### EXERCISE AIM
Rewrite the items from the start through the line containing "left=385, top=114, right=433, bottom=223", swapping "statue's" for "sculpture's" and changing nothing else.

### Data entries
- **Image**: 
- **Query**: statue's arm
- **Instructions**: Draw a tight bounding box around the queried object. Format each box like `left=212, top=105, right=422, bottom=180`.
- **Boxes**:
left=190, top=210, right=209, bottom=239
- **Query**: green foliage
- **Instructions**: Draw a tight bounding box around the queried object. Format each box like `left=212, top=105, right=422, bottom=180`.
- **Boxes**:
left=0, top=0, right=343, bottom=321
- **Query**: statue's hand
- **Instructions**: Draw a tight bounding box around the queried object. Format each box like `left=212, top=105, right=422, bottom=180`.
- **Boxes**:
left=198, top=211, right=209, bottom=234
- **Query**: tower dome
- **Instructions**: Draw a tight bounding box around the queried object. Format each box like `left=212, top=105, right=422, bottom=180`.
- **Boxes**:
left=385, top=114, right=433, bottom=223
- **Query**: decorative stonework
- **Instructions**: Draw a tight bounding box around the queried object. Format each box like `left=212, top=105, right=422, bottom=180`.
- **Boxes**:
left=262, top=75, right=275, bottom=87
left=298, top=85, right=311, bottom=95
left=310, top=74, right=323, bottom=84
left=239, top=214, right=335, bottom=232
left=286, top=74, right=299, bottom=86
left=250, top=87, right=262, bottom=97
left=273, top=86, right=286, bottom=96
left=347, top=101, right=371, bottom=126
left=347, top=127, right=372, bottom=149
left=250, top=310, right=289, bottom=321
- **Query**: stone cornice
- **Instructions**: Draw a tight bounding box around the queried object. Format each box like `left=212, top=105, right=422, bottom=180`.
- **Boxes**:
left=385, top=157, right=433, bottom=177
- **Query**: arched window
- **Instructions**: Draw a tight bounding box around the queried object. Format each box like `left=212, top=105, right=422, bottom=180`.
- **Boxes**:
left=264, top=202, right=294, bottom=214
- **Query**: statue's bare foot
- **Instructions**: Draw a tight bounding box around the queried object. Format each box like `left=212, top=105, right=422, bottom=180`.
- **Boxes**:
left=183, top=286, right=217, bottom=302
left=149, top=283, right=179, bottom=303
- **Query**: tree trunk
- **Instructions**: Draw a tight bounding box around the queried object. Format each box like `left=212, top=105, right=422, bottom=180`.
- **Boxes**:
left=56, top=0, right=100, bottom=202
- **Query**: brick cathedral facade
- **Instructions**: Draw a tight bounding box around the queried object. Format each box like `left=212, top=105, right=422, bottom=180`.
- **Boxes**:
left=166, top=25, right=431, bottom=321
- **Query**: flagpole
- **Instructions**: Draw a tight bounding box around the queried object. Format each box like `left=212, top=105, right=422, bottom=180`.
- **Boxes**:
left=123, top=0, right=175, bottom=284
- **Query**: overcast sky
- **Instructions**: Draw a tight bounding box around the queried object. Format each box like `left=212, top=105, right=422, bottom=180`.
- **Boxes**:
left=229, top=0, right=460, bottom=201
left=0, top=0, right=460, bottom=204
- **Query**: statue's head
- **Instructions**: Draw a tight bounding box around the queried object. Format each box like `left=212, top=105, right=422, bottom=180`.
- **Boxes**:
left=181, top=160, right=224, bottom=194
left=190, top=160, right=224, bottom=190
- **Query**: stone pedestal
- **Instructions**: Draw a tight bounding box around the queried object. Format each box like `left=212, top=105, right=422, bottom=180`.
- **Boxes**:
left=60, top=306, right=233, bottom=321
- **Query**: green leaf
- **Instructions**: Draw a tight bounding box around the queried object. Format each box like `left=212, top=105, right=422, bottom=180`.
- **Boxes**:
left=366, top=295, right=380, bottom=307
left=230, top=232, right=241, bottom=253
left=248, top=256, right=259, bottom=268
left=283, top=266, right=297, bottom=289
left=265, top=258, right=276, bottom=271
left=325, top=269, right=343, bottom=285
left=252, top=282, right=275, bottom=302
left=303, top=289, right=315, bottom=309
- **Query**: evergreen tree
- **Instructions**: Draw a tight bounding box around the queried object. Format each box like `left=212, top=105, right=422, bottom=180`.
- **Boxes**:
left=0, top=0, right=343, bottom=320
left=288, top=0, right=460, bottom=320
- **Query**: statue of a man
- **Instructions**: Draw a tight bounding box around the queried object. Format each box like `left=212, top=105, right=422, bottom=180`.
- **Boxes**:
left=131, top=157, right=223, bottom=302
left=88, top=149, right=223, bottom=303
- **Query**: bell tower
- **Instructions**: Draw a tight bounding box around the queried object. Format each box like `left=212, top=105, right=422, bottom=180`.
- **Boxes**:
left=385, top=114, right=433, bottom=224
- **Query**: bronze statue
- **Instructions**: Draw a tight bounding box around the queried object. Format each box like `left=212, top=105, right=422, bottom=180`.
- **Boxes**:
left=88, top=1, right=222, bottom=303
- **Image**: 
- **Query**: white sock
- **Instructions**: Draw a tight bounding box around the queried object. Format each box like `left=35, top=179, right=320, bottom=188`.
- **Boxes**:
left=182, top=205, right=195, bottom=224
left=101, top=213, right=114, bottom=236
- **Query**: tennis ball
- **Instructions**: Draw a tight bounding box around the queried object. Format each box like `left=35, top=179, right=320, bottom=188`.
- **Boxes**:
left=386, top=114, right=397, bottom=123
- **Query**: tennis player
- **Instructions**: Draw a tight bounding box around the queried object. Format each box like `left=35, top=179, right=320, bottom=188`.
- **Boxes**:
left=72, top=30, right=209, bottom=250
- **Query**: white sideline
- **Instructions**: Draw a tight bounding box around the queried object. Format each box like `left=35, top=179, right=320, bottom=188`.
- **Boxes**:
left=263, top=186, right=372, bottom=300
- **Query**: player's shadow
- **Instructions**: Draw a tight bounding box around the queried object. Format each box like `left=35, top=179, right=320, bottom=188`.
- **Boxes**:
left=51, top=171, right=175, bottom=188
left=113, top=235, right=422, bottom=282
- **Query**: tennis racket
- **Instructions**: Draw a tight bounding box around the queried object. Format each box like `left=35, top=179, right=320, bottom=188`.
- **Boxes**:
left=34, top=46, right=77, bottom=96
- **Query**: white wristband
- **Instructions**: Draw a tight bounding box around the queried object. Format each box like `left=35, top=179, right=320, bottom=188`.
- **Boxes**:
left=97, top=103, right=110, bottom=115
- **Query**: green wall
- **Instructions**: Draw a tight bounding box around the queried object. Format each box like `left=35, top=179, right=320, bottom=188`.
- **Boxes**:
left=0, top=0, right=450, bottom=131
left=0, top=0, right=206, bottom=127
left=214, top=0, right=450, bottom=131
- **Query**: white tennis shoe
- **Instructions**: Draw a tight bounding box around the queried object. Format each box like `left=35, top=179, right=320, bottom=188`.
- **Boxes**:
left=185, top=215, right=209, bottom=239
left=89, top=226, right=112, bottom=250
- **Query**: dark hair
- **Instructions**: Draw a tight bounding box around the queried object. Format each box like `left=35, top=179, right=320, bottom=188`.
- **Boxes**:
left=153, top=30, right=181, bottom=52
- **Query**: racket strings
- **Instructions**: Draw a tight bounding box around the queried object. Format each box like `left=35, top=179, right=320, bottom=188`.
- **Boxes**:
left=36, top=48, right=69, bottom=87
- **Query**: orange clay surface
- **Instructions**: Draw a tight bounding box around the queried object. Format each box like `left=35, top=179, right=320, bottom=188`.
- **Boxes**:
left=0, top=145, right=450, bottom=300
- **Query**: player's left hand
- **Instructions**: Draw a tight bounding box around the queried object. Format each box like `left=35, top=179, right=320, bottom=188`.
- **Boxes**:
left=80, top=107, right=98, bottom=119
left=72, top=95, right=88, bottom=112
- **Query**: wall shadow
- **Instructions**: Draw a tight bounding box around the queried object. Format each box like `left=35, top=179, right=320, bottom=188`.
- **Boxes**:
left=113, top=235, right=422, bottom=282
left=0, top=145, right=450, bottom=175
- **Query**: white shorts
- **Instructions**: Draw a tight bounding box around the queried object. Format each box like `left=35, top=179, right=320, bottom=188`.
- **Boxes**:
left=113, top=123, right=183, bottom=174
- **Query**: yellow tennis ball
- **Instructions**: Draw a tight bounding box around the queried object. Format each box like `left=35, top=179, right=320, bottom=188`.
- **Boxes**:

### EXERCISE ANSWER
- **Image**: 
- **Query**: sculpture's arm
- **Instructions**: Draw a tight bounding box around the queried object. Format each box like `left=212, top=105, right=422, bottom=180`.
- **Boxes**:
left=190, top=210, right=209, bottom=239
- **Query**: green foliage
- **Instructions**: Draw a tight bounding box around the queried object. Format each box like `left=212, top=105, right=422, bottom=180`.
- **Boxes**:
left=0, top=0, right=343, bottom=321
- **Query**: sculpture's hand
- **Instructions**: Draw a tight bounding box around the queried object. Format each box like `left=212, top=105, right=422, bottom=180`.
- **Boxes**:
left=198, top=211, right=209, bottom=234
- **Query**: tower dome
- **Instructions**: Draw a tight bounding box around the queried object. Format each box like `left=212, top=105, right=422, bottom=180`.
- **Boxes**:
left=385, top=114, right=433, bottom=223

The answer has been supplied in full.